▸ Work item: In the extracted text, begin at the words "Kang Hong-Goo was" and stop after "Museum of Photography.", then write that passage out again with "director" swapped for "head".

▸ Extracted text:

Kang Hong-Goo was born on an island in Sinan, Jeollanam-do. He graduated from Mokpo National University of Education. He taught at an elementary school on an island for six years before returning to school to study painting at Hongik University, where he also completed his graduate degree. He currently lives in Seoul and has served as the director of the Goeun Museum of Photography.

The
city we once knew has already disappeared; it no longer exists. The modes and
conditions of that disappearance now appear as symptoms of the various problems
confronting the city in which we currently live.
The
city has long been one of the most frequently addressed subjects in
contemporary art, and its relationship with photography has been particularly
intimate. This may be because photography’s traditional quality as a
documentary medium, combined with the fragmentary and illusory nature of
digital images, provides a formal foundation well suited to capturing the
chaotic landscapes of cities in constant flux.

▸ Descriptions of image regions in natural language:

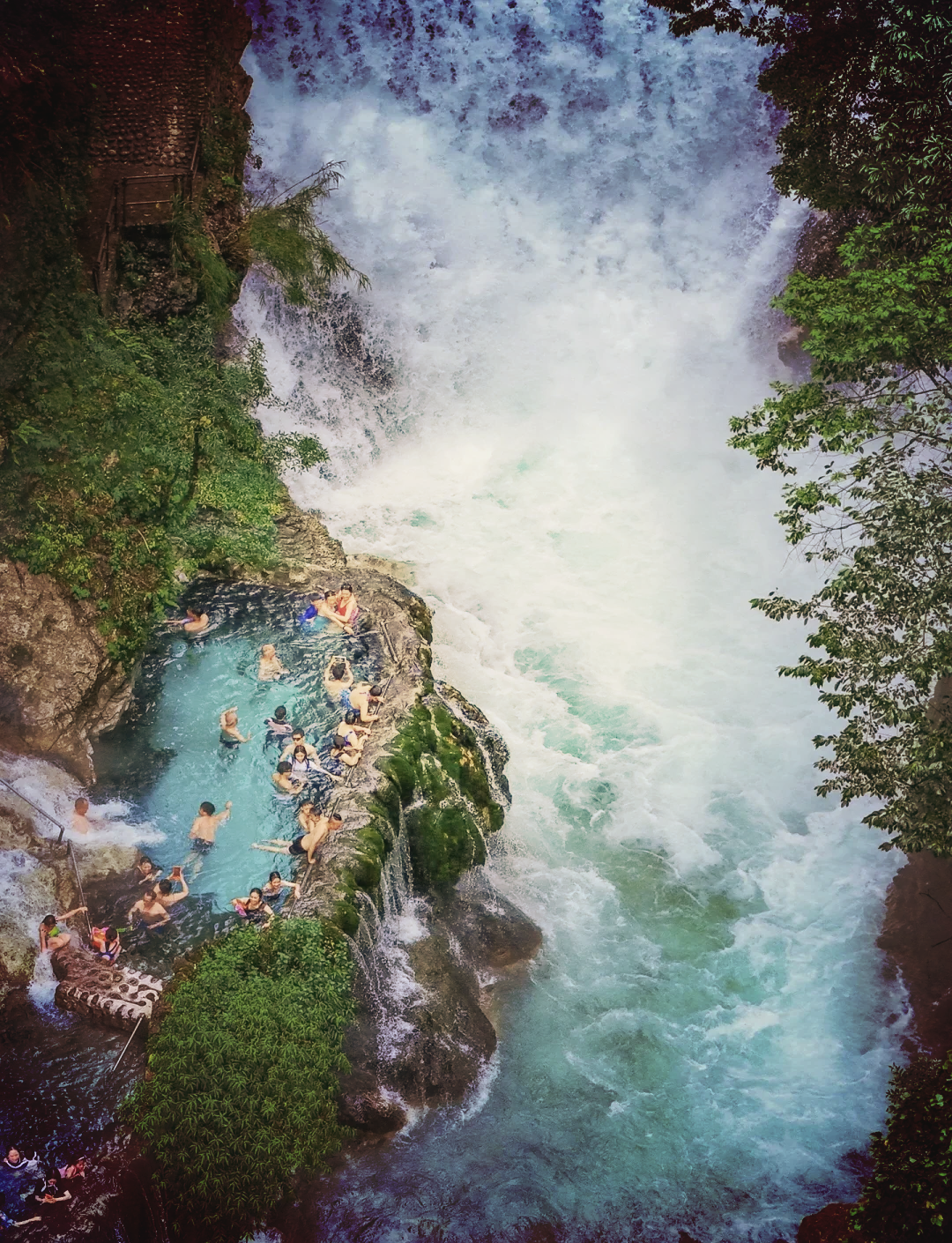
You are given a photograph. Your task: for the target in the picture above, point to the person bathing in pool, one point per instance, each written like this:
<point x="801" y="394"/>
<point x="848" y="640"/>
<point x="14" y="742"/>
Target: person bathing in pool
<point x="254" y="908"/>
<point x="51" y="935"/>
<point x="193" y="622"/>
<point x="230" y="735"/>
<point x="284" y="781"/>
<point x="338" y="679"/>
<point x="270" y="667"/>
<point x="276" y="885"/>
<point x="203" y="831"/>
<point x="297" y="740"/>
<point x="316" y="828"/>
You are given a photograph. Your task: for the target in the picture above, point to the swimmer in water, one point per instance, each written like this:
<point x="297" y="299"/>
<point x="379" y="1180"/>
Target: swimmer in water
<point x="51" y="935"/>
<point x="270" y="667"/>
<point x="148" y="910"/>
<point x="193" y="622"/>
<point x="338" y="678"/>
<point x="284" y="782"/>
<point x="254" y="908"/>
<point x="230" y="735"/>
<point x="203" y="831"/>
<point x="81" y="822"/>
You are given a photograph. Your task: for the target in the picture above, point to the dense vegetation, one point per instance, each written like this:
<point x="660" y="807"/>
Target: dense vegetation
<point x="245" y="1067"/>
<point x="864" y="448"/>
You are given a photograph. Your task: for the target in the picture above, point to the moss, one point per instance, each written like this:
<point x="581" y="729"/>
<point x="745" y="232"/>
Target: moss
<point x="435" y="775"/>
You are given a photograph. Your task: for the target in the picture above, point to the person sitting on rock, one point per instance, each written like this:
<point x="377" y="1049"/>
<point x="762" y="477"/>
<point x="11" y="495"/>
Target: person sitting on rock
<point x="105" y="943"/>
<point x="270" y="667"/>
<point x="51" y="935"/>
<point x="163" y="890"/>
<point x="273" y="890"/>
<point x="149" y="910"/>
<point x="230" y="735"/>
<point x="79" y="821"/>
<point x="8" y="1222"/>
<point x="254" y="908"/>
<point x="279" y="726"/>
<point x="193" y="622"/>
<point x="297" y="740"/>
<point x="361" y="697"/>
<point x="345" y="607"/>
<point x="338" y="678"/>
<point x="284" y="779"/>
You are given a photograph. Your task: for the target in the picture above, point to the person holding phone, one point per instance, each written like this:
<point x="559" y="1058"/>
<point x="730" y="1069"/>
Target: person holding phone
<point x="163" y="891"/>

▸ Your response:
Kang Hong-Goo was born on an island in Sinan, Jeollanam-do. He graduated from Mokpo National University of Education. He taught at an elementary school on an island for six years before returning to school to study painting at Hongik University, where he also completed his graduate degree. He currently lives in Seoul and has served as the head of the Goeun Museum of Photography.